**Consigne 1:** D'après le texte source, quel ministère a été créé sous le quinquennat de Nicolas Sarkozy ?
**Consigne 2:** Mettez à jour le passage du texte source qui s'ouvre sur les mots contenant « Il y a quelques » et se ferme sur « une impasse provinciale. », en y remplaçant « Bruxelles » par « Genève ».

**Texte source:**
# # # #
Il y a quelques années, à vrai dire, sous le quinquennat de Nicolas Sarkozy, j'ai eu l'impression que la France s'enlisait, avec la création du ministère de l’identité nationale, et le pseudo débat du même nom. J'ai donc eu envie de quitter ce pays parce que je constatais beaucoup de xénophobie et me sentais personnellement visé. Je n'étais plus à l'aise dans cette France que pourtant j'aime et qui m'avait adopté. Je trouve insupportable le slogan remis à l’ordre du jour par l’ancien président : « Nos ancêtres les gaulois… ». J'ai voulu m'exiler à Bruxelles. J'aurais choisi cette ville qui, francophone, est plus adaptée à mes compétences. Mais, finalement, j'y ai ressenti un autre nationalisme, non moins pénible. Le nationalisme néerlando-wallon, bien que très assumé par les deux camps par leur souci identitaire, décline en une impasse provinciale.
# # # #
**Données fournies:**
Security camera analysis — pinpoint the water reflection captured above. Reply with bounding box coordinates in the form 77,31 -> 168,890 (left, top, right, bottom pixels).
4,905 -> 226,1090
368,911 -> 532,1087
# # # #
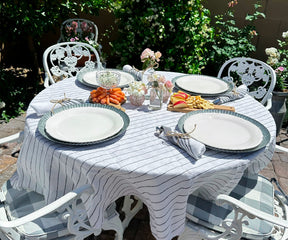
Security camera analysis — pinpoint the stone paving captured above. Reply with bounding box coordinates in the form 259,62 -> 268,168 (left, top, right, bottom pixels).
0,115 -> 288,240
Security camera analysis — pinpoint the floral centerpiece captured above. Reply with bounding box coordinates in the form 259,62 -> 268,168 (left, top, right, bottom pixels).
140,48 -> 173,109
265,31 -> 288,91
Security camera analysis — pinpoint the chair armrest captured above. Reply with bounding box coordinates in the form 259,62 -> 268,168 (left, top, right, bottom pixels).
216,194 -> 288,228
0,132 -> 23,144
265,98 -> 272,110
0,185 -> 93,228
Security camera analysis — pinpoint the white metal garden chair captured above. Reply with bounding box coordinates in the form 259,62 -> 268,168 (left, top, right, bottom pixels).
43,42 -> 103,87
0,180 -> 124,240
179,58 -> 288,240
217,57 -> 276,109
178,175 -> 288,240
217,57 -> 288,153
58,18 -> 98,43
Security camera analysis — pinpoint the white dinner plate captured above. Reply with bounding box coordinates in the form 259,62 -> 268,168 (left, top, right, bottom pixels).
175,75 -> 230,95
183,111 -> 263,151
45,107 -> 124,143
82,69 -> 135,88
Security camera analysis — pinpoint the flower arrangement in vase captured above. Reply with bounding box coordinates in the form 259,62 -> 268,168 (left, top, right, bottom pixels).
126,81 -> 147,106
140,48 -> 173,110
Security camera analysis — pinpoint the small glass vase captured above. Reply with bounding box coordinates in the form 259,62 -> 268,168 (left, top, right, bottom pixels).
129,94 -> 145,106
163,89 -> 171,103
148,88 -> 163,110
# # # #
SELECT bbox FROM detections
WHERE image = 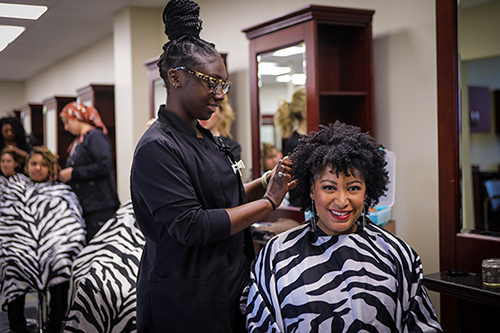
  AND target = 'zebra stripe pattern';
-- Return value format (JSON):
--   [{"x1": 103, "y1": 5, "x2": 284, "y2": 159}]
# # # #
**Votre réponse 1:** Le ministère de l'identité nationale.

**Votre réponse 2:**
Il y a quelques années, à vrai dire, sous le quinquennat de Nicolas Sarkozy, j'ai eu l'impression que la France s'enlisait, avec la création du ministère de l’identité nationale, et le pseudo débat du même nom. J'ai donc eu envie de quitter ce pays parce que je constatais beaucoup de xénophobie et me sentais personnellement visé. Je n'étais plus à l'aise dans cette France que pourtant j'aime et qui m'avait adopté. Je trouve insupportable le slogan remis à l’ordre du jour par l’ancien président : « Nos ancêtres les gaulois… ». J'ai voulu m'exiler à Genève. J'aurais choisi cette ville qui, francophone, est plus adaptée à mes compétences. Mais, finalement, j'y ai ressenti un autre nationalisme, non moins pénible. Le nationalisme néerlando-wallon, bien que très assumé par les deux camps par leur souci identitaire, décline en une impasse provinciale.